#### PROBLEM:
According to the Stokes' theorem text, how should the boundary curve C in the example be oriented when viewed from above?

#### EXTRACTED TEXT:
Stokes' Theorem Examples 1
Recall from the Stokes' Theorem page that if $\delta$ is an oriented surface that is piecewise-smooth, and that $\delta$ is bounded by a simple, closed, positively oriented, and piecewise-smooth boundary curve $C$, and if $\mathbf{F} (x, y, z) = P(x, y, z) \vec{i} + Q(x, y, z) \vec{j} + R(x, y, z) \vec{k}$ is a vector field on $\mathbb{R}^3$ such that $P$, $Q$, and $R$ have continuous partial derivatives in a region containing $\delta$ then:
(1)
\begin{align} \quad \oint_C \mathbf{F} \cdot d \vec{r} = \iint_{\delta} \mathrm{curl} (\mathbf{F}) \cdot d \vec{S} \end{align}
Or equivalently:
(2)
\begin{align} \quad \oint_C P(x, y, z) \: dx + Q(x, y, z) \: dy + R(x, y, z) \: dz = \iint_{\delta} \mathrm{curl} (\mathbf{F}) \cdot \hat{N} \: dS \end{align}
Example
Let $\mathbf{F} (x, y, z) = x^2 z^2 \vec{i} + y^2 z^2 \vec{j} + xyz \vec{k}$, and let $\delta$ be the portion of the paraboloid $z = x^2 + y^2$ inside the cylinder $x^2 + y^2 = 4$ that is oriented upwards. Using Stokes' theorem evaluate $\iint_{\delta} \mathrm{curl} ( \mathbf{F}) \cdot d \vec{S}$.
We note that all of the conditions of Stokes' theorem hold.
Note that the paraboloid $z = x^2 + y^2$ intersects the cylinder $x^2 + y^2 = 4$ as a circle $x^2 + y^2 = 4$ on the plane $z = 4$. As viewed from above, $C$ should be oriented counterclockwise. This curve $C$ can be parameterized for $0 ≤ u ≤ 2\pi$ as:
(3)

(Dataset entries)
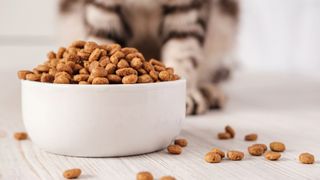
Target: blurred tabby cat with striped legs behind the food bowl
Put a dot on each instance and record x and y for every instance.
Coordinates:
(195, 37)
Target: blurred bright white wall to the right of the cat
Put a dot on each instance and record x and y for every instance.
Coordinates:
(281, 35)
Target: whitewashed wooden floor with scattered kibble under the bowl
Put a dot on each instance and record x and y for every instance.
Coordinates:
(282, 107)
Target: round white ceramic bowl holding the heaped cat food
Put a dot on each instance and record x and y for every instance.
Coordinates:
(103, 120)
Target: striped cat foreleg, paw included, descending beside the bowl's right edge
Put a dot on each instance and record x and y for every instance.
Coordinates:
(183, 31)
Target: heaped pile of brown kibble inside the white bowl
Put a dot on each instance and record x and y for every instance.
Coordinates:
(90, 63)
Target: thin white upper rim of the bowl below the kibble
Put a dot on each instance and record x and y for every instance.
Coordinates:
(107, 86)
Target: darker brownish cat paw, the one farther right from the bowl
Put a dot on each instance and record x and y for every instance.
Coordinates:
(215, 98)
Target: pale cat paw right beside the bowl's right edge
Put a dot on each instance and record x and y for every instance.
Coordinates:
(196, 103)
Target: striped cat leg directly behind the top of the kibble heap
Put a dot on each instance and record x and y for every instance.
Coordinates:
(106, 23)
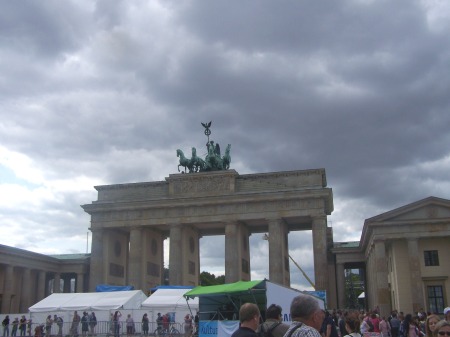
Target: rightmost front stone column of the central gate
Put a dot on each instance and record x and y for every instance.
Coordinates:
(319, 233)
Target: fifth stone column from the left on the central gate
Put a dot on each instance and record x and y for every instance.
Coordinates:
(278, 252)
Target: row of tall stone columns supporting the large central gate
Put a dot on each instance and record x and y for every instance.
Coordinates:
(135, 256)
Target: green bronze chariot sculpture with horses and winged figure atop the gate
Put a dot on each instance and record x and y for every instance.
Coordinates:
(213, 160)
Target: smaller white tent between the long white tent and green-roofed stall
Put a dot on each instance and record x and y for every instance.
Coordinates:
(171, 301)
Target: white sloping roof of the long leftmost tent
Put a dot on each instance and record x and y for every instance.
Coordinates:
(90, 301)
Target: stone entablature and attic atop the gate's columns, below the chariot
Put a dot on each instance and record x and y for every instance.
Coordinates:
(212, 197)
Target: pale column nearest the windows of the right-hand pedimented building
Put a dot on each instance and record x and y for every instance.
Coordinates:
(414, 271)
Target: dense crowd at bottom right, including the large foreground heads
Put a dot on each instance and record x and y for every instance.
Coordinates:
(309, 320)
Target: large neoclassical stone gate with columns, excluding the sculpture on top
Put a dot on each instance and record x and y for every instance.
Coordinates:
(129, 223)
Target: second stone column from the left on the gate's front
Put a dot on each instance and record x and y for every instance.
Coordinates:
(135, 258)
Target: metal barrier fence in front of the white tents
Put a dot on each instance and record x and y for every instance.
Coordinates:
(105, 328)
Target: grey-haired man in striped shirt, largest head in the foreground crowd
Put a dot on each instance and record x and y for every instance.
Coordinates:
(307, 317)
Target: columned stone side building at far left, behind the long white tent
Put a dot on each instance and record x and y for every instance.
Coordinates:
(27, 277)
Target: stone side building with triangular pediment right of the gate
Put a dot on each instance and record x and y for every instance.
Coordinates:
(405, 255)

#### EXERCISE OUTPUT:
Counterclockwise.